## [Extrait à lire]
########

Dossier d’œuvre architecture IA06001397 | Réalisé par ;
  • enquête thématique régionale, architecture militaire de Provence-Alpes-Côte d'Azur
redoute dite Le Bastion
Œuvre étudiée
Auteur
Copyright
  • (c) Région Provence-Alpes-Côte d'Azur - Inventaire général

Dossier non géolocalisé

Localisation
  • Aire d'étude et canton Alpes-Maritimes
  • Commune Menton
  • Dénominations
    redoute
  • Appellations
    Le Bastion
  • Destinations
    musée

Histoire

La petite agglomération de Menton, issue du «déperchement » du village antérieur de Puypin, dépendance du comté de Vintimille, apparaît dans les textes à partir de 1251. Elle est reconnue par la convention d’Aix de 1262 comme une possession féodale de Guillaume Vento, membre d’une importante famille aristocratique génoise.

En 1290, Manuel Vento donne à la petite ville sa charte de commune. En 1346, les Vento vendent la seigneurie de Menton pour seize mille florins à Charles I Grimaldi, premier de cette lignée à s’intituler seigneur de Monaco, qui, cherchant à étendre son assise territoriale, acheta aussi en 1355 le fief de Roquebrune (dont Castillon ) aux comtes de Vintimille. La seigneurie ainsi constituée, défendue par les fortifications du rocher de Monaco, fut réunie à la République de Gênes entre 1357 et 1417, avant de revenir aux Grimaldi.

En 1525, Augustin Grimaldi, seigneur de Monaco, désavoue l’allégeance française observée par son prédécesseur en 1512 et se place sous le protectorat de Charles-Quint. La tutelle de l’Empire sur le domaine seigneurial des Grimaldi dura jusqu’à Honoré II, seigneur de Monaco à partir de 1604, sans qu’aucun ouvrage de fortification moderne ne soit entrepris ailleurs que sur le rocher de Monaco, Menton n’ayant qu’une enceinte villageoise de type organique et d’origine médiévale.

Honoré II, qui à sa majorité en 1612 prend le titre de Prince de Monaco (reconnu par la chancellerie d’Espagne en 1633), entreprend de faire renforcer la défense de ses possessions du côté de Vintimille par un avant-poste côtier à Menton.

Le texte de l’acte de fondation de cet avant-poste, daté de 1616 ou 1618, est reproduit (et adapté) par une inscription commémorative récente scellée sur la tour côtière alors réalisée : « Moi, prince de Monaco, désire que sur le roc isolé marquant la pointe de l’éperon portant la ville fortifiée de Menton soit édifié un bastion qui avance dans la mer et devienne la tête armée de la Cité, Honoré II, MDCXVIII ».

Le terme de bastion est impropre pour désigner l’ouvrage réalisé, simple tour côtière fondé sur un îlot rocheux, manifestement inspirée d’un modèle largement diffusé à partir du second tiers du XVIe siècle par la République de Gênes dans son empire colonial (en Corse notamment) pour surveiller les côtes menacées par les piratages barbaresques.

########

## [Consigne 1]
Réécrivez le passage de l'extrait consacré à Menton en commençant à « La petite agglomération » et en terminant à « famille aristocratique génoise. », avec « 1251 » remplacé par « 1250 ».
L'extrait et les lignes n'ont aucun rapport entre eux.

[Lignes extraites]
########

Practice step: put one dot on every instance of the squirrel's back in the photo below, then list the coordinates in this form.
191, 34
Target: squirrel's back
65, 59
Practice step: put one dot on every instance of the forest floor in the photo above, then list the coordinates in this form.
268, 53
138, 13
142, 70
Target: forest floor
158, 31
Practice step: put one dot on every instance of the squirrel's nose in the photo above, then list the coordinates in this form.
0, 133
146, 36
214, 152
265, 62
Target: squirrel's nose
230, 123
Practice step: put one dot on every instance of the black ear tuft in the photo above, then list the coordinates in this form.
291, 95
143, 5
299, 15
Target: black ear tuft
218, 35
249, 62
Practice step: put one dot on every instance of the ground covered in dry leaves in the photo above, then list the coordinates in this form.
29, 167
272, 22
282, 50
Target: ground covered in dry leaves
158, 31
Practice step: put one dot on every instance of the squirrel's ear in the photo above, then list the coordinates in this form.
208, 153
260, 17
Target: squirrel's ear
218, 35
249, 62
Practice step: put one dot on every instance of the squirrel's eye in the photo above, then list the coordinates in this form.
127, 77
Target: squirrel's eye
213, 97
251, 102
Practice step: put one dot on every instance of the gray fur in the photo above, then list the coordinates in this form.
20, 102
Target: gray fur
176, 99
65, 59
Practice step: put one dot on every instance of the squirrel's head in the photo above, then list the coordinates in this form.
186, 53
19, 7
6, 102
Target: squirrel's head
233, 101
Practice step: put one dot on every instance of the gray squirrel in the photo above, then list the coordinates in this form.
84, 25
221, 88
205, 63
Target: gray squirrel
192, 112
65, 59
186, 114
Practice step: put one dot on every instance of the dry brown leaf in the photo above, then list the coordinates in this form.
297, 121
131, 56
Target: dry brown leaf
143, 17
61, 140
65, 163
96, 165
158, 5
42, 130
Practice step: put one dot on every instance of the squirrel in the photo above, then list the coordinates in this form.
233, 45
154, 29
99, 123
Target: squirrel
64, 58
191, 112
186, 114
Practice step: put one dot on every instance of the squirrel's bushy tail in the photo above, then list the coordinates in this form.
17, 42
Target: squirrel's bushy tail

########

## [Consigne 2]
Recopiez à l'identique les lignes extraites en commençant à celle qui contient « the squirrel in » et en terminant à la dernière de ces lignes.

## [Réponse complète 1]
La petite agglomération de Menton, issue du «déperchement » du village antérieur de Puypin, dépendance du comté de Vintimille, apparaît dans les textes à partir de 1250. Elle est reconnue par la convention d’Aix de 1262 comme une possession féodale de Guillaume Vento, membre d’une importante famille aristocratique génoise.

## [Réponse complète 2]
Practice step: put one dot on every instance of the squirrel in the photo above, then list the coordinates in this form.
233, 45
154, 29
99, 123
Target: squirrel
64, 58
191, 112
186, 114
Practice step: put one dot on every instance of the squirrel's bushy tail in the photo above, then list the coordinates in this form.
17, 42
Target: squirrel's bushy tail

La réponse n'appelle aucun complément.